# WORK REQUIRED
Among the records below, which lines contain the string "form"? Report them.

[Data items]
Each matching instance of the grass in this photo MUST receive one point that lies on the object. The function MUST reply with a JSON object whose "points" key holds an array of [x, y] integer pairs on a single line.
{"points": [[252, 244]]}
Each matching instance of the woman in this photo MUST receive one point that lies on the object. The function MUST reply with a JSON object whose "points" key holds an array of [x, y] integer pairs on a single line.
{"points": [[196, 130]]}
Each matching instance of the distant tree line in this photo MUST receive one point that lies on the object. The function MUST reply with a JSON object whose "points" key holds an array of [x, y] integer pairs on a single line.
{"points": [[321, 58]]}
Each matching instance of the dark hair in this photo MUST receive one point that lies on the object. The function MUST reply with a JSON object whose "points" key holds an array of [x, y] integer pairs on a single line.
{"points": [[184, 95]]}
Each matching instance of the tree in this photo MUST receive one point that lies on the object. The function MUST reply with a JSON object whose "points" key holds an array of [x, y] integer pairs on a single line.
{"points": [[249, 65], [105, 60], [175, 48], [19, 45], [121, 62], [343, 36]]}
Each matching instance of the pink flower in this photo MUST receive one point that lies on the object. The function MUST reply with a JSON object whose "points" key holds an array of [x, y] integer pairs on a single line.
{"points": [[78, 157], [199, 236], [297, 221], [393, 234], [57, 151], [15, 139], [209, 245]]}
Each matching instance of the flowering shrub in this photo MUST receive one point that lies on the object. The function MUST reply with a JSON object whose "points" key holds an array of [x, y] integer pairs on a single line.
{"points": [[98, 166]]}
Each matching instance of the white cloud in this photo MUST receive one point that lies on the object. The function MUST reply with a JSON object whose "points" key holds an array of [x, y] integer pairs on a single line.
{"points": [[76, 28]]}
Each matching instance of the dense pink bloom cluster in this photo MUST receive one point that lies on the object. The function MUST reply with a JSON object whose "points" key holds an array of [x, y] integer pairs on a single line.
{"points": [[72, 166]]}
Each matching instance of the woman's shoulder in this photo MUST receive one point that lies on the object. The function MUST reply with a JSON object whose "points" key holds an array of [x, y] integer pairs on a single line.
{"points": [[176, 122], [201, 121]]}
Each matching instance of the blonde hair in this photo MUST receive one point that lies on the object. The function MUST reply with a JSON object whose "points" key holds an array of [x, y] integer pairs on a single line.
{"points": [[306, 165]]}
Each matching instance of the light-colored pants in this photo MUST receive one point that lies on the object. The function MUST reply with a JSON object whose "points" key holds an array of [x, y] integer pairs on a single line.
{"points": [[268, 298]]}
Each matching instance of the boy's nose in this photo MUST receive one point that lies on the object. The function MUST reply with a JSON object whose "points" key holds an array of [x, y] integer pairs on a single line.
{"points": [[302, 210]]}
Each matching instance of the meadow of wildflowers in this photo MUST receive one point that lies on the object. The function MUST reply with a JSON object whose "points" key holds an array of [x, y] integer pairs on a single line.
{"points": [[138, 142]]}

...

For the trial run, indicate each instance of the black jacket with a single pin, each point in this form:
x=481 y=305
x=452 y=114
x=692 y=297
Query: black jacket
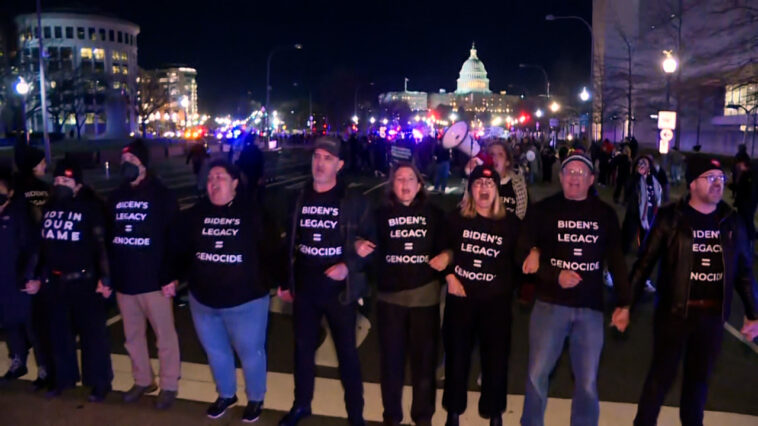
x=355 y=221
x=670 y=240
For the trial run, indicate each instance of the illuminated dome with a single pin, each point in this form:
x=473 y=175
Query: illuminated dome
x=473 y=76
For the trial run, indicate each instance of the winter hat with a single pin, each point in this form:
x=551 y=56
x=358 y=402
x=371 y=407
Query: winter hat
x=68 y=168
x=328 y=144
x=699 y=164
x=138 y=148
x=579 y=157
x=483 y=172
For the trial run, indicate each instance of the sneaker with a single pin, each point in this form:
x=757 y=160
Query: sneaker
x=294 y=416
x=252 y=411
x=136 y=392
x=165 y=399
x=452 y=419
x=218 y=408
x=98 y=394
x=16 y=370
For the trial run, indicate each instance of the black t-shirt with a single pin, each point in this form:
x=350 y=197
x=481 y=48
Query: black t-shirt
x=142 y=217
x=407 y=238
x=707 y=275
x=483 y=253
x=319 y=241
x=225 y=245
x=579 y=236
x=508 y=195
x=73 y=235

==

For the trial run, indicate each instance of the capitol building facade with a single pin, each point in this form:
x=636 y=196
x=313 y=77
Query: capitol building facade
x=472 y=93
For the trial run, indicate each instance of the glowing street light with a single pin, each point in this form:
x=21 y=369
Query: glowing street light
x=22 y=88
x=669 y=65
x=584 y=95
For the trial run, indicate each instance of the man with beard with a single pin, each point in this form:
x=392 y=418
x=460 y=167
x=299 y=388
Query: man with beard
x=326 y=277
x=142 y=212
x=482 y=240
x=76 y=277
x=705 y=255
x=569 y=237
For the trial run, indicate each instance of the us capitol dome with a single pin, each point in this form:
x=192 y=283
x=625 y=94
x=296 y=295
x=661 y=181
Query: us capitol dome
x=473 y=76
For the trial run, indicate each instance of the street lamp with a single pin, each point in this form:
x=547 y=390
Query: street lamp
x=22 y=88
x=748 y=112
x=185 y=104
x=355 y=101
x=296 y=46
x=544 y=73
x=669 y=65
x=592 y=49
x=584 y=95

# PROBLEM SOLUTION
For the trial run, indicate each instance of the black jacket with a single pin, each point in this form:
For the trial run, indicate each instance of the illuminated dome with a single pin, each point in this form:
For the trial run, indicate each instance of the winter hat with a single pin, each point in this form:
For the trial run, indicate each instance of the sneaker with a single pin, each point in this form:
For the trial run, indicate each instance of the black t-shirt with a single pin, each point in this form:
For the trial run, indicate each instance of the capitol building facade with a single pin, each point in this form:
For the trial run, indicate each instance of the glowing street light with a single pin, each point in this form:
For the trial run, indicate each instance of the man with beard with a single pin, each point in this form:
For the trial run, indicate each instance of the us capitol dome with a single pin, each point in this form:
For the trial run, indicate each instance of the street lamp with a single pin, each point in this form:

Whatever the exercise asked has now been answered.